Edit the data below by changing every "pixel coordinates" to "image coordinates" and keeping everything else as it is. Leave the pictures out of your output.

⁂

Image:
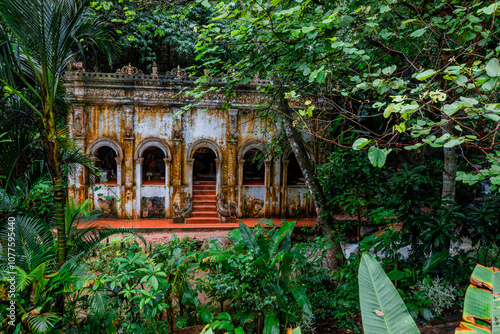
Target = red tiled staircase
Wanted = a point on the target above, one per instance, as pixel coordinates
(204, 208)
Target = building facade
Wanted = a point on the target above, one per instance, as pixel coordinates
(158, 162)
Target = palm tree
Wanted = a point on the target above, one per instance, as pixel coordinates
(47, 33)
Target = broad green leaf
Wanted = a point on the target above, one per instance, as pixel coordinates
(377, 156)
(305, 30)
(300, 296)
(450, 109)
(419, 32)
(271, 324)
(388, 110)
(434, 260)
(493, 68)
(493, 117)
(249, 238)
(360, 143)
(413, 147)
(482, 302)
(382, 309)
(280, 234)
(426, 74)
(454, 142)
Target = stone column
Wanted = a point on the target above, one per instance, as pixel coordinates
(76, 122)
(218, 163)
(232, 146)
(167, 187)
(283, 188)
(275, 189)
(128, 154)
(177, 159)
(240, 209)
(91, 188)
(176, 171)
(138, 186)
(121, 188)
(267, 184)
(190, 177)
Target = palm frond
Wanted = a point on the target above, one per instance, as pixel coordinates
(42, 323)
(34, 243)
(86, 239)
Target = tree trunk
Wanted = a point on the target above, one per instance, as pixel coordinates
(55, 161)
(449, 167)
(335, 256)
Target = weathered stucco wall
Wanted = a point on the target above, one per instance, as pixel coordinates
(131, 112)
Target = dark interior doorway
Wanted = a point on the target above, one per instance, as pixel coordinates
(204, 167)
(107, 165)
(153, 166)
(253, 168)
(294, 176)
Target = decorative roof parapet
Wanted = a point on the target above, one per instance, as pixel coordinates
(129, 69)
(178, 72)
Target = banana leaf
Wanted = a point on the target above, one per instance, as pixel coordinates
(382, 309)
(482, 303)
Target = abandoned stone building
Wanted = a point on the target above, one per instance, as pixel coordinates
(194, 166)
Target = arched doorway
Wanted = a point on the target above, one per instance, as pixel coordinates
(294, 175)
(152, 157)
(204, 166)
(204, 187)
(106, 162)
(253, 168)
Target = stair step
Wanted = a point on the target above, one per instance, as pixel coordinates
(203, 198)
(203, 214)
(203, 187)
(203, 220)
(203, 201)
(203, 192)
(195, 183)
(204, 207)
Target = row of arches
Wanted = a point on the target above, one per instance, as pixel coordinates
(155, 153)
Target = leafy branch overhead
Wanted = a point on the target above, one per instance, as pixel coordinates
(398, 75)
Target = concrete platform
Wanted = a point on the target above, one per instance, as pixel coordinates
(167, 224)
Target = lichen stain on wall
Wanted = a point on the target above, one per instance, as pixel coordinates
(131, 109)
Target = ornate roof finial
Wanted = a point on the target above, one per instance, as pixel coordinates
(154, 70)
(129, 69)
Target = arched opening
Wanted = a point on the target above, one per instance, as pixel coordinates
(153, 171)
(253, 168)
(204, 166)
(106, 163)
(294, 176)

⁂

Task answer –
Image:
Target = red tiled staircase
Wanted = a point on the target above, one per instance, as image coordinates
(204, 208)
Target = building facade
Wanted = a point on the target above, one per instance, as image coordinates
(158, 162)
Target = palm tree
Wanted = a point on the target above, one per instance, as image coordinates
(47, 33)
Target = broad green leaf
Wanted = a point on the target above, one per instance, as image coordinates
(377, 156)
(305, 30)
(300, 296)
(450, 109)
(419, 32)
(271, 324)
(388, 110)
(434, 260)
(493, 68)
(493, 117)
(249, 238)
(360, 143)
(413, 147)
(482, 302)
(382, 309)
(280, 234)
(426, 74)
(454, 142)
Target = stone column
Wanted = a point on the target above, one per instance, as image coordinates
(76, 122)
(218, 163)
(232, 146)
(167, 187)
(283, 188)
(275, 189)
(128, 154)
(177, 159)
(240, 209)
(91, 188)
(176, 171)
(138, 186)
(121, 188)
(267, 184)
(190, 177)
Target = palm frond
Wanted = a point on the target above, one per instance, as image coordinates
(42, 323)
(34, 243)
(86, 239)
Target = tree trunk
Wanted = a point on the target above, one per instance, as image coordinates
(55, 161)
(449, 167)
(335, 256)
Target = weathered stucco wall
Wanted = a point on the target above, one per instance, as image coordinates
(131, 112)
Target = dark interior doorway
Wanted = a point on the target above, one per instance, as image coordinates
(204, 167)
(107, 165)
(153, 166)
(253, 168)
(294, 176)
Target = decorative roof parapet
Wanted = a point on the target above, one per instance, as image coordinates
(129, 69)
(178, 72)
Target = banana leaf
Wanted = a point on the target above, one per instance, as image coordinates
(382, 309)
(482, 303)
Target = abandoned stone building
Wanted = a point on the target above, one per instance, as image coordinates
(194, 166)
Target = arched doorway
Wanted = a point on the target above, one per instance, as image coordinates
(294, 175)
(152, 157)
(204, 166)
(204, 187)
(106, 162)
(253, 168)
Target = stair step
Wanted = a point on the target above, one per instance, as image coordinates
(203, 198)
(203, 214)
(203, 187)
(203, 220)
(203, 201)
(203, 192)
(195, 183)
(204, 207)
Target = row of arches
Wanted = a point on the target above, one per instance, as image coordinates
(155, 153)
Target = leafy branch overhead
Wanted = a point on the target above, one per instance, as image coordinates
(398, 75)
Target = concrete platform
Wanted = a point on the target above, one per instance, as image coordinates
(167, 224)
Target = lichen stain on wall
Wanted = a point on the target above, one per instance, as image coordinates
(131, 109)
Target = ornate roof finial
Wanted = a point on the target above, one per instance, as image coordinates
(154, 70)
(129, 69)
Target = arched opening
Wanted = a point on the target above, one per instance, as image coordinates
(153, 171)
(253, 168)
(204, 166)
(106, 163)
(294, 176)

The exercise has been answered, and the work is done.